• [EXERCISE OBJECTIVE]: The lines below, from the one holding "man in blue" through the final line, are to be copied exactly, with no other lines and no pictures.

• [PROVIDED DATA]:
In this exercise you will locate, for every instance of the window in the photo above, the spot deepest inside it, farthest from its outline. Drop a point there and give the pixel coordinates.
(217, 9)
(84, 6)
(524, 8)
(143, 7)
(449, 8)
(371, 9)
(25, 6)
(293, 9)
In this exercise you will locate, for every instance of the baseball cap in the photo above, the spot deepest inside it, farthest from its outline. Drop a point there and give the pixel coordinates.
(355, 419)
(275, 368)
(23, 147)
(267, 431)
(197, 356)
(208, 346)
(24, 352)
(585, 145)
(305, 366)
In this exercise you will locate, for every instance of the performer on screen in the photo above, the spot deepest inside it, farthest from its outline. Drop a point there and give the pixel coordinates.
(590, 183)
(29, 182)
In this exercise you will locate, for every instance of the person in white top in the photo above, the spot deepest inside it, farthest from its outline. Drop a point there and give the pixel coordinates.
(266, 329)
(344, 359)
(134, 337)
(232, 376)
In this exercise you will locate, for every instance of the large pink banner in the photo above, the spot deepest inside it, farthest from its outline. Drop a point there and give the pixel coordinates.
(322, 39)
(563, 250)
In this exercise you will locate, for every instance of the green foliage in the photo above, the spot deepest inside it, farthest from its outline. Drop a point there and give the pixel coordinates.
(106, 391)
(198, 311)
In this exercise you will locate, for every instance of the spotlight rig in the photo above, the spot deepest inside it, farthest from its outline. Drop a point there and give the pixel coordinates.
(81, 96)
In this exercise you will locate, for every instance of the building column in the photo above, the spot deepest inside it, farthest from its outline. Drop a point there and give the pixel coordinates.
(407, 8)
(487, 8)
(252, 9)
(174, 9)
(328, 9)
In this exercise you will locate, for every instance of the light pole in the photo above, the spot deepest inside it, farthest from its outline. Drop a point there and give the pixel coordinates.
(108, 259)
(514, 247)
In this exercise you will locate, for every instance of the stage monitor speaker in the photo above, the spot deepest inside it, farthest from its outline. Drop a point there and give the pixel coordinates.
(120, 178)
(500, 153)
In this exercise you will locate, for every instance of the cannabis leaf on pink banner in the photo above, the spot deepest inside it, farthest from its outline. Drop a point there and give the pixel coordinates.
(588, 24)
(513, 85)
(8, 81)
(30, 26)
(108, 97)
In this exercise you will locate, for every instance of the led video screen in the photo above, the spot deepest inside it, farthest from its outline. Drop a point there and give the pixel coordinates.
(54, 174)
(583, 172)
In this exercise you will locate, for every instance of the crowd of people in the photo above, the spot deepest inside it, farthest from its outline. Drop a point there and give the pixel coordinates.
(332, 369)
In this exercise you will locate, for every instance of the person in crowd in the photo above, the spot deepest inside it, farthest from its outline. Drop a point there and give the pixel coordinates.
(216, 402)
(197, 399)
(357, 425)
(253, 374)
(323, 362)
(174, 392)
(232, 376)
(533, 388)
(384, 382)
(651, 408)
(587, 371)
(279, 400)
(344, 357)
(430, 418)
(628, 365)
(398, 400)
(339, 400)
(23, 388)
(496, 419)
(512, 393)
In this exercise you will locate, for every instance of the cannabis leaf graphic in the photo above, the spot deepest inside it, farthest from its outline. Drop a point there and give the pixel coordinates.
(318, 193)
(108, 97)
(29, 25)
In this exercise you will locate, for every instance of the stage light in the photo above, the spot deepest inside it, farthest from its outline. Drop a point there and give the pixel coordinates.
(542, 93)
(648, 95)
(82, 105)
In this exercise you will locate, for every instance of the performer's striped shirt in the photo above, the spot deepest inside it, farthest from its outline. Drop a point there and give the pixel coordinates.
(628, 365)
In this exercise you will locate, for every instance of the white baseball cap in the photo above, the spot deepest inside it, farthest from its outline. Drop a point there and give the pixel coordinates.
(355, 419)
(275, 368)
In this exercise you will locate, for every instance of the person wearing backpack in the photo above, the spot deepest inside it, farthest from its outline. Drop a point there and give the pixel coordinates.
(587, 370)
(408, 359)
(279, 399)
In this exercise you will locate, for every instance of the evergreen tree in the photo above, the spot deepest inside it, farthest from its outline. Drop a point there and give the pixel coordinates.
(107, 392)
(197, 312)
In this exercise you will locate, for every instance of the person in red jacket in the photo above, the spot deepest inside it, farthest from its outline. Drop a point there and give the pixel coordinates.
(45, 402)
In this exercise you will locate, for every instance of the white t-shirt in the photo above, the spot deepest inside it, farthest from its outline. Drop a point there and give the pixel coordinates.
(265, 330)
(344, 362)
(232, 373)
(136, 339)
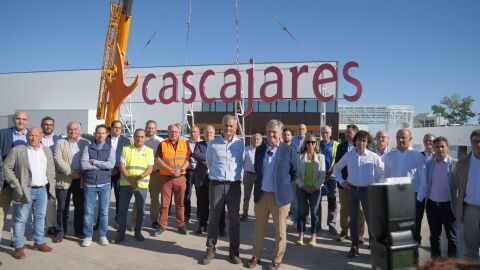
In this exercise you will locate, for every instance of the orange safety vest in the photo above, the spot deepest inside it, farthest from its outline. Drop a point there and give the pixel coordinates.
(174, 158)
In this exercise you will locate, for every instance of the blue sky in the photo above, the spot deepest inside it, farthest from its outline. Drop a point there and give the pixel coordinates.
(410, 52)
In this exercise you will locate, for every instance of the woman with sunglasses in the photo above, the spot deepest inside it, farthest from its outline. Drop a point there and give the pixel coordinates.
(309, 181)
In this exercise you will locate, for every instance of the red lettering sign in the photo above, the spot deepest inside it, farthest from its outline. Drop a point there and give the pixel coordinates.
(169, 92)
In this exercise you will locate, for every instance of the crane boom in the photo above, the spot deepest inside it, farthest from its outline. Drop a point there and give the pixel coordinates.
(110, 97)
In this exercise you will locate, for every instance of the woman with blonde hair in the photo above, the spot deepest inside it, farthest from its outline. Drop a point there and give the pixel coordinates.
(309, 181)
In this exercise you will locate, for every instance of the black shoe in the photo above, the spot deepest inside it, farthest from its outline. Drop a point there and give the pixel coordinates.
(159, 231)
(353, 252)
(198, 230)
(52, 231)
(332, 230)
(139, 236)
(119, 238)
(235, 259)
(79, 235)
(182, 230)
(209, 256)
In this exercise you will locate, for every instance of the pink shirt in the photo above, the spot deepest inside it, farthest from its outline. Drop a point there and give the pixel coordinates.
(439, 190)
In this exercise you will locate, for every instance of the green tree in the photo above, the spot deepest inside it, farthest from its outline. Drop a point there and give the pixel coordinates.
(455, 109)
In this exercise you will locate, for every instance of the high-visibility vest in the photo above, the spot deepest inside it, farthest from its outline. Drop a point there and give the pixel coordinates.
(136, 164)
(173, 157)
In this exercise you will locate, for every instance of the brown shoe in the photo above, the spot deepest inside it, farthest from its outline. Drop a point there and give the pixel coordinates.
(19, 253)
(274, 266)
(253, 262)
(58, 238)
(43, 247)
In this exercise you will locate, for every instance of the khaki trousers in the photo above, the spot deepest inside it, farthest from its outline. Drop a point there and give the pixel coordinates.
(344, 214)
(51, 216)
(5, 202)
(263, 208)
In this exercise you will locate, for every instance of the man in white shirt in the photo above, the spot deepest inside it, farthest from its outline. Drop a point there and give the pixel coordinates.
(249, 175)
(382, 143)
(364, 168)
(49, 138)
(404, 161)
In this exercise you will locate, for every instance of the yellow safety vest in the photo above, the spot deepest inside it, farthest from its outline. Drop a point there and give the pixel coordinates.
(136, 164)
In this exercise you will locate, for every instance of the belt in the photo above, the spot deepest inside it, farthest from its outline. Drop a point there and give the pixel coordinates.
(358, 187)
(225, 182)
(439, 203)
(473, 205)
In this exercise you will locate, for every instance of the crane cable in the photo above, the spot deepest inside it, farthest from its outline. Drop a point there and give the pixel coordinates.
(149, 41)
(284, 27)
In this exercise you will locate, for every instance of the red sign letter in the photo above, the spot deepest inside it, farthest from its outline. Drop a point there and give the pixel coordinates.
(278, 82)
(317, 81)
(174, 87)
(237, 83)
(295, 74)
(145, 89)
(187, 84)
(204, 77)
(353, 81)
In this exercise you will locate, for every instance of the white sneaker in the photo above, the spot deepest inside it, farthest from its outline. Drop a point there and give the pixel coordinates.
(86, 242)
(103, 241)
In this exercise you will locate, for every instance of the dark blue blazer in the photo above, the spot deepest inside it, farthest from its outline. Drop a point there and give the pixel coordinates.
(122, 141)
(342, 149)
(200, 173)
(6, 141)
(286, 170)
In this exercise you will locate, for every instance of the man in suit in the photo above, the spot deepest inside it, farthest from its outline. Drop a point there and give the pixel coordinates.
(117, 141)
(343, 148)
(9, 138)
(441, 198)
(466, 176)
(67, 156)
(30, 172)
(276, 167)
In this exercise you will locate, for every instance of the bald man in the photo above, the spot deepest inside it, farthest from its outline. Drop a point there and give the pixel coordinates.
(32, 180)
(404, 161)
(9, 138)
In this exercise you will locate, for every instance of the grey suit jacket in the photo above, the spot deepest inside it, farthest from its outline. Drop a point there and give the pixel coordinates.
(18, 175)
(451, 187)
(63, 161)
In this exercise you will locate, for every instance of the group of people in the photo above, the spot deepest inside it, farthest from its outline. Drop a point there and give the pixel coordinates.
(288, 175)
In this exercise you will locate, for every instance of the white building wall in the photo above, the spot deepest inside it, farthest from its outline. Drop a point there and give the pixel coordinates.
(78, 90)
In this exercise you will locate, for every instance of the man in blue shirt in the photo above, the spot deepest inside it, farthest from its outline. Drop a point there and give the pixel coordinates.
(224, 163)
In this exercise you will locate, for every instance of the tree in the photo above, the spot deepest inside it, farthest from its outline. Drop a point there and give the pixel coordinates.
(455, 109)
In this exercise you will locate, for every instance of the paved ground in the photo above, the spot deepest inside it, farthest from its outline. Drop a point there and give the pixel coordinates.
(174, 251)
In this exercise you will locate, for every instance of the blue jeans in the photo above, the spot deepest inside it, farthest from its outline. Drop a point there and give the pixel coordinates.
(38, 204)
(103, 204)
(305, 201)
(125, 194)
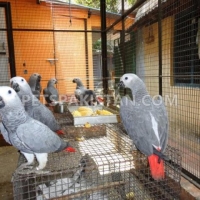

• [EXPECTED OUTPUT]:
In this exercise you will locate, for every instance of the man in blue shirt in the photo above, the spot deepest inside it, farthest from its outline. Drop a point there and give the pixel coordinates.
(224, 163)
In this exercise you will locate, for every instance of the tree in the photo above, the spot deepest inside it, farthest from its outline. Drop a point there and give the pixel coordinates.
(455, 109)
In this exercise you will locate, for every instance of the paved ground in the photo above, the spot deepest inside it, farthest from its outline. Drop a point there and give the pixel coordinates.
(174, 251)
In this exercise you will locate, for every instance of the blue jeans in the photo above, the spot deepest inside it, farthest from its outline. Drop a point there and give the pixel coordinates.
(38, 204)
(103, 204)
(305, 201)
(125, 194)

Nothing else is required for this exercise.